Hearing “late” in “latency” is probably a semantic compulsion. Latency is, after all, a kind of lateness in getting started.
But how do we know that English speakers hear “late” in “latency?” Proving hidden eggcorns be difficult. With “late/latency,” though, we have a tendentious misspelling that we can call as witness. We find on the net a score or more examples of “latetency” and “latetancy” doing duty for “latency.” A handful of them:
: “To me RAM is RAM. What makes it different is the latetancy and the chips used for it.” [Another person in this text conversation spells it “latetency.” No one spells it correctly]
: “I am rulling out the microdrive for reasons such as battery, latetency, etc. ”
: “Apparently they are one of the best for low latetency and high speeds.”
: “The key to quartz is it will sample your latetency to the server and then use that latetency as a gage of the lag in your spell cast.”
: “I just wanted to add, had you not been able to route your ethernet cable, you would probably be better off simply upgrading to N wireless as its much less vulnerable to interference and can produce much lower latetency. ”
Amazing. This one boggles the mind. The hits refer to the delay in response of computer or network components. The choice of that word by the engineers was quite clever and corresponds to its use in physiology.
Germane to this post, you might have touched on the other way that “latency” is mangled by the digital speed freaks: latincy.

* **Extracted records**
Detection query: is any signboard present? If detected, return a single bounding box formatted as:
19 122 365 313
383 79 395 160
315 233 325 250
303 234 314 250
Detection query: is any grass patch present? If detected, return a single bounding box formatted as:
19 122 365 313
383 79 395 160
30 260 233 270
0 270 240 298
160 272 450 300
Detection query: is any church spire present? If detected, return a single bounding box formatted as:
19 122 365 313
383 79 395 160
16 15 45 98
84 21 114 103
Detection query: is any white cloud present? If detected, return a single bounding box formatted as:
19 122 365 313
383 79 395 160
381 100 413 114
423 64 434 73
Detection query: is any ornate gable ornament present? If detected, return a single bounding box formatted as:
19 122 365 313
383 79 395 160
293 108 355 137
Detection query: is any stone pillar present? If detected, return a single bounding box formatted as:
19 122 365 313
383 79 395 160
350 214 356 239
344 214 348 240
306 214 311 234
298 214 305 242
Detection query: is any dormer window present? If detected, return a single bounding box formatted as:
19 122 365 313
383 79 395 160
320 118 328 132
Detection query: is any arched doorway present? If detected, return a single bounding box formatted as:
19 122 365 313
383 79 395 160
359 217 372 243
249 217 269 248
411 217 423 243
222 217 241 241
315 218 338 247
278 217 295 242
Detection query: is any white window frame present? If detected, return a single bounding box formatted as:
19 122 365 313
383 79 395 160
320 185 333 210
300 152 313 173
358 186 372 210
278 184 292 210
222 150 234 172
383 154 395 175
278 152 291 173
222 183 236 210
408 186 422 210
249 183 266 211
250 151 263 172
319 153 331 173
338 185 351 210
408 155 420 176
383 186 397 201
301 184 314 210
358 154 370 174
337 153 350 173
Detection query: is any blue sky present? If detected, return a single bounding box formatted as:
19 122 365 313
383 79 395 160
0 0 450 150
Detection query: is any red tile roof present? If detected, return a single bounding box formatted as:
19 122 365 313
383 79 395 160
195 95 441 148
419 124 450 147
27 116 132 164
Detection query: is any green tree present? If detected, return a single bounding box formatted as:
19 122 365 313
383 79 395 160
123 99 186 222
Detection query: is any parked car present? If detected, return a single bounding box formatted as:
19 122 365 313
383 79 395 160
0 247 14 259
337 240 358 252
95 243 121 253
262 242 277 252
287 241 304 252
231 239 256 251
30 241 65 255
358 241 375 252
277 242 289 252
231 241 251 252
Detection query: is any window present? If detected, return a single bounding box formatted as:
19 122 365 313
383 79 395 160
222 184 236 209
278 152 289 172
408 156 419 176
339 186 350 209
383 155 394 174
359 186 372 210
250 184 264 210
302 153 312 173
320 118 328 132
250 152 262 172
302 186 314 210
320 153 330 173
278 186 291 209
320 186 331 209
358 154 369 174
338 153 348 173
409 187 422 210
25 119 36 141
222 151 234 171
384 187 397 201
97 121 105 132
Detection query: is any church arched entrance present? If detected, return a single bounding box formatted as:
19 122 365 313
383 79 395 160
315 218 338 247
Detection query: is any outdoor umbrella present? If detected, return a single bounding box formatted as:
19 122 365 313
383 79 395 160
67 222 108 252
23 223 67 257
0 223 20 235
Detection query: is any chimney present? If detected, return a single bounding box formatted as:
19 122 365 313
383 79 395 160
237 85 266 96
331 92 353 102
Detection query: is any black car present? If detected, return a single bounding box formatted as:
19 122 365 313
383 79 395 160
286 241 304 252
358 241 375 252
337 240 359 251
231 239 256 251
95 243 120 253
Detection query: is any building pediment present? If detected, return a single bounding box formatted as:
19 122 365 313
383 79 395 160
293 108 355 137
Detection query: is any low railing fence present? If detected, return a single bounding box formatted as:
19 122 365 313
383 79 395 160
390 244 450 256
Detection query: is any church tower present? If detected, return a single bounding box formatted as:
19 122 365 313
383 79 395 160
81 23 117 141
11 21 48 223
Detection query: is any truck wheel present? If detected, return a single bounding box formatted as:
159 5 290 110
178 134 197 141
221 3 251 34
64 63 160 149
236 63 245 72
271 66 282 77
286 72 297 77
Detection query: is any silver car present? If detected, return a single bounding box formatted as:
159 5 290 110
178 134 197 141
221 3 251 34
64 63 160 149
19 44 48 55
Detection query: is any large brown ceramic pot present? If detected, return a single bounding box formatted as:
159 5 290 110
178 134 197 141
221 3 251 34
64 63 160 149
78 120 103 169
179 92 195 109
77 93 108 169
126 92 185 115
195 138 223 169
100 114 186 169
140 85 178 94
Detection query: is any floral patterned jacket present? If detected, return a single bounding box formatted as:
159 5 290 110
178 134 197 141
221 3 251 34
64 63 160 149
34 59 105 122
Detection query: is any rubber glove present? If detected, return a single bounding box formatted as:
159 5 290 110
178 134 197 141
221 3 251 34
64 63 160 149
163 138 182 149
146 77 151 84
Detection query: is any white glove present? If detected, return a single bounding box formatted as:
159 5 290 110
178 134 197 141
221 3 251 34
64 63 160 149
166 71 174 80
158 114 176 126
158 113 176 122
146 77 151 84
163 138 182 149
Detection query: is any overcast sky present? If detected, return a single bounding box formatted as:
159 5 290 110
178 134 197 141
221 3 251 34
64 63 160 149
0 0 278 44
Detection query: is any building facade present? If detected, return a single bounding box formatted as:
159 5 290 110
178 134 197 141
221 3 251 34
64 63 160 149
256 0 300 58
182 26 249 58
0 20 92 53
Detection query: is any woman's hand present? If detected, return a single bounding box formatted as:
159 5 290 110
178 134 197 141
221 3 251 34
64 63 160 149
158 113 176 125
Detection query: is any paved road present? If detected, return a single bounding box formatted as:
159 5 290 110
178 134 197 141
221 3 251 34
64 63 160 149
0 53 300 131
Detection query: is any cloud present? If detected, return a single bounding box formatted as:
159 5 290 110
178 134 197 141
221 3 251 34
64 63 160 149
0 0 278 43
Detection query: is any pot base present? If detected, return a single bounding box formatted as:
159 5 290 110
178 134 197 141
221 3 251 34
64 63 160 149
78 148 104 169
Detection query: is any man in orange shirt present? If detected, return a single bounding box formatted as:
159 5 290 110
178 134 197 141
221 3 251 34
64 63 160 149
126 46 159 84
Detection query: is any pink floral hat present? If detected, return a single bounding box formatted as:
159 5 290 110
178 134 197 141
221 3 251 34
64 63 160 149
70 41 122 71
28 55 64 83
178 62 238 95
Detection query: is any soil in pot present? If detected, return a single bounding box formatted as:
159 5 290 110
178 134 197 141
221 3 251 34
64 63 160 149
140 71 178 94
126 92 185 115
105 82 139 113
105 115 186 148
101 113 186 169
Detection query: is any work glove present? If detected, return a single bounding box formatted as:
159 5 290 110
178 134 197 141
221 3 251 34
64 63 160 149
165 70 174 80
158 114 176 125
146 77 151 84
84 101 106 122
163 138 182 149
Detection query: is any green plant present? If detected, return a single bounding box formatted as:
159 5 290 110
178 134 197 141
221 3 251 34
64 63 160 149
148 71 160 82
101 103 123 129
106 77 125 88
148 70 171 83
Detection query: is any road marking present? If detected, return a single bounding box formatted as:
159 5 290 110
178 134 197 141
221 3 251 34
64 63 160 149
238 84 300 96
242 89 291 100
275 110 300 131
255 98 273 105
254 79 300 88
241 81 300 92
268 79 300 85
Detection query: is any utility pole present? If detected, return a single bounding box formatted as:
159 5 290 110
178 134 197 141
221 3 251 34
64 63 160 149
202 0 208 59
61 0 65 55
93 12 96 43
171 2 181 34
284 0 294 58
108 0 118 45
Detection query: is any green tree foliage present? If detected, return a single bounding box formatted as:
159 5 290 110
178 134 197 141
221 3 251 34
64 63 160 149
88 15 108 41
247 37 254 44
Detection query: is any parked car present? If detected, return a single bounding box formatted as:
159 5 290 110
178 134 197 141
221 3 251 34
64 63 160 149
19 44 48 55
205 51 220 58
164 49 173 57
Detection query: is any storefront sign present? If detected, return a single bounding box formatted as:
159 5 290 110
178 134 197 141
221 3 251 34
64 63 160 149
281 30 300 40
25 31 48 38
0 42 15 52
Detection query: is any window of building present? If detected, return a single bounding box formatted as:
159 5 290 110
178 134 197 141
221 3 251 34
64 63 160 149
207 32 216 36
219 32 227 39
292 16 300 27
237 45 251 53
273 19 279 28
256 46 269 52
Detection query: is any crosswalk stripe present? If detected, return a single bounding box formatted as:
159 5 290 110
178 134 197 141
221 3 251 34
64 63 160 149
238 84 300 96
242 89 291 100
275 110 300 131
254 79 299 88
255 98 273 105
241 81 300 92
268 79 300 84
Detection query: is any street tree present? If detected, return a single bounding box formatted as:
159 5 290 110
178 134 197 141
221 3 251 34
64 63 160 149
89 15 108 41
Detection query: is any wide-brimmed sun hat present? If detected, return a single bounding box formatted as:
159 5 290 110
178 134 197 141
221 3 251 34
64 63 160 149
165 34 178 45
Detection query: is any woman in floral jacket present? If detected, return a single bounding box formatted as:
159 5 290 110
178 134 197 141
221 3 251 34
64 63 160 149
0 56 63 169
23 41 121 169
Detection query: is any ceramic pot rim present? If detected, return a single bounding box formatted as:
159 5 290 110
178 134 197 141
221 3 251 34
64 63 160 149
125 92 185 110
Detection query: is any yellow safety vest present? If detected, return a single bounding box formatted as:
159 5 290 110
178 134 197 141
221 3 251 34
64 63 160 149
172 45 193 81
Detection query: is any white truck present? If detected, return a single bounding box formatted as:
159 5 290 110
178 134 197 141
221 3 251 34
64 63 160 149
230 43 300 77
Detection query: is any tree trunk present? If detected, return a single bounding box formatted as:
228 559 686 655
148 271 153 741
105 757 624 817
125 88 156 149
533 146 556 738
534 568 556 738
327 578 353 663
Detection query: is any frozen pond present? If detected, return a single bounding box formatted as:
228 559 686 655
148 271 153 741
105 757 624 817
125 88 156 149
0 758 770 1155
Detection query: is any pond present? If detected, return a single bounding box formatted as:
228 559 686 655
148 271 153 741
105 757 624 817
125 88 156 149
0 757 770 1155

* **Task**
Please copy the eggcorn text between "Amazing. This one" and "speed freaks: latincy.", inclusive, swapping in "designers" wherever "engineers" appears. The data isn't needed for anything here.

* **Exercise output**
Amazing. This one boggles the mind. The hits refer to the delay in response of computer or network components. The choice of that word by the designers was quite clever and corresponds to its use in physiology.
Germane to this post, you might have touched on the other way that “latency” is mangled by the digital speed freaks: latincy.